--- Start Source data ---
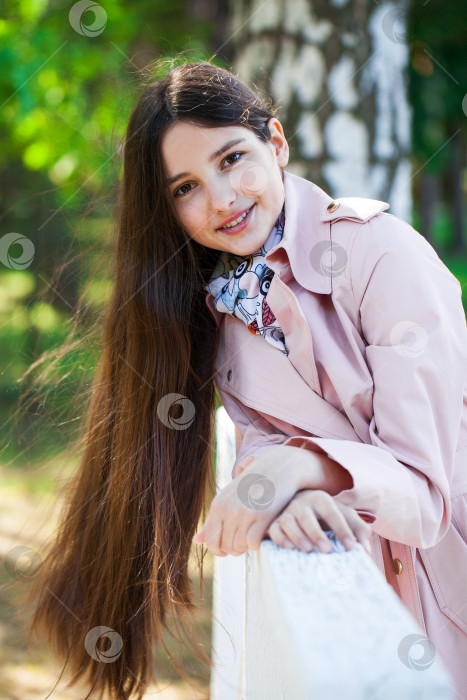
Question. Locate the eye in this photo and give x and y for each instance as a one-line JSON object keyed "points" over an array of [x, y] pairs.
{"points": [[235, 153], [180, 188]]}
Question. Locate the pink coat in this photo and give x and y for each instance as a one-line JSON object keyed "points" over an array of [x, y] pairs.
{"points": [[375, 378]]}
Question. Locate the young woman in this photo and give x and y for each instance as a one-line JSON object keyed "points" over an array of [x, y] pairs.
{"points": [[337, 340]]}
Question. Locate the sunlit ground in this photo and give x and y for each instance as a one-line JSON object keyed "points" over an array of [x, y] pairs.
{"points": [[27, 517]]}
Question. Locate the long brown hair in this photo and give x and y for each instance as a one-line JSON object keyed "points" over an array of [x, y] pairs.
{"points": [[118, 567]]}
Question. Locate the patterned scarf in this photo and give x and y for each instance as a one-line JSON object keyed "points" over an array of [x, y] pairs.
{"points": [[240, 285]]}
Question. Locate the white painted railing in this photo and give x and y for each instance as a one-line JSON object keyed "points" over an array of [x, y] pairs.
{"points": [[293, 625]]}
--- End Source data ---
**Task statement:** Only the lines from the one that contains "Question. Locate the young" to the end of the data should be output, exactly as they appear.

**Solution:**
Question. Locate the young woman in this photo and give x and y for each instance as a one-line JSON object keyed "points" over an array of [x, y] pairs.
{"points": [[337, 340]]}
Question. Locate the sunlit ground in this photo and give x and y for each instance as a one-line JSON object keyed "points" over an array of [x, y] pairs.
{"points": [[27, 517]]}
Question. Locate the long brown hair in this photo and give x and y for each instance as a one-line JSON object keyed "points" over an array of [x, y] pairs.
{"points": [[118, 567]]}
Question. Locate the patterned scarf in this photo and give x and y for each instance as a one-line JSON object keyed "points" over an array of [x, y] pairs.
{"points": [[240, 285]]}
Question. Locate the white painted railing in this photo and give x and y for each instance as a one-line JSON object keyed "points" over an array of [x, y] pairs.
{"points": [[293, 625]]}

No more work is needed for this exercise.